Exercise objective:
Rewrite every line of the entries below as a JSON list of strings, one string per line, with blank lines omitted. Leave out the pictures.

Working data:
※ ※ ※
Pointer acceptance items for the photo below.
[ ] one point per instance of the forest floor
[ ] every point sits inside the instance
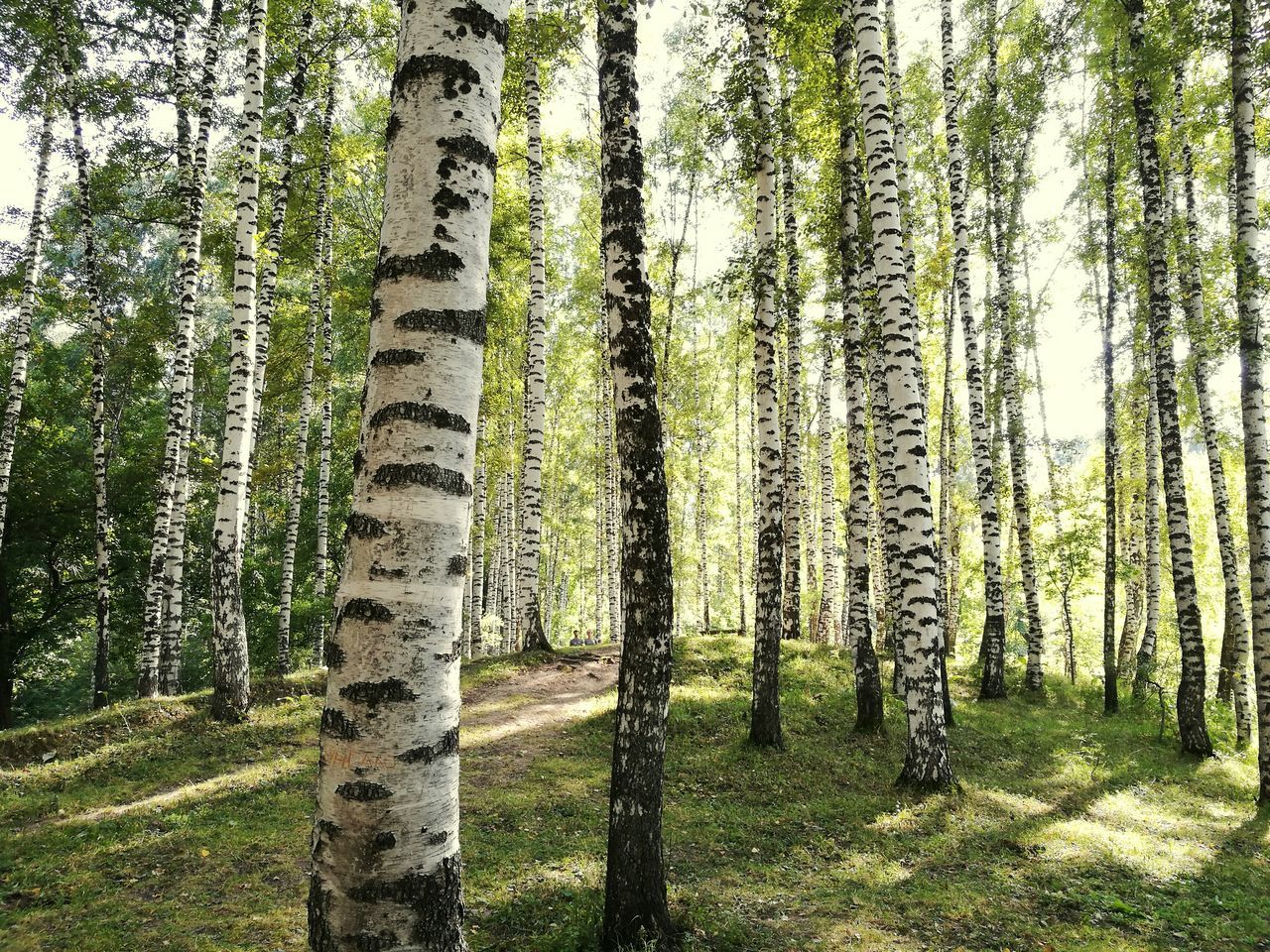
(154, 828)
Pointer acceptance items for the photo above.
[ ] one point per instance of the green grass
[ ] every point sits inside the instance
(1072, 830)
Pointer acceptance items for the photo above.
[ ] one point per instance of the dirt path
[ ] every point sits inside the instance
(513, 720)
※ ※ ※
Solution to this exercise:
[
  "Pointer acceptance items for the photo below.",
  "[ ] one point per instance of the forest floor",
  "[ ] every point sits inside the instance",
  "(154, 828)",
  "Pointer acceptance items for the photo above.",
  "[ ] one point per instance of the green grass",
  "[ ] every point sits inside the instance",
  "(1072, 830)",
  "Pointer acceptance items for the photo above.",
  "[ ] one point per instance of the dirt path",
  "[ ] every point sits inside the instance",
  "(513, 720)"
]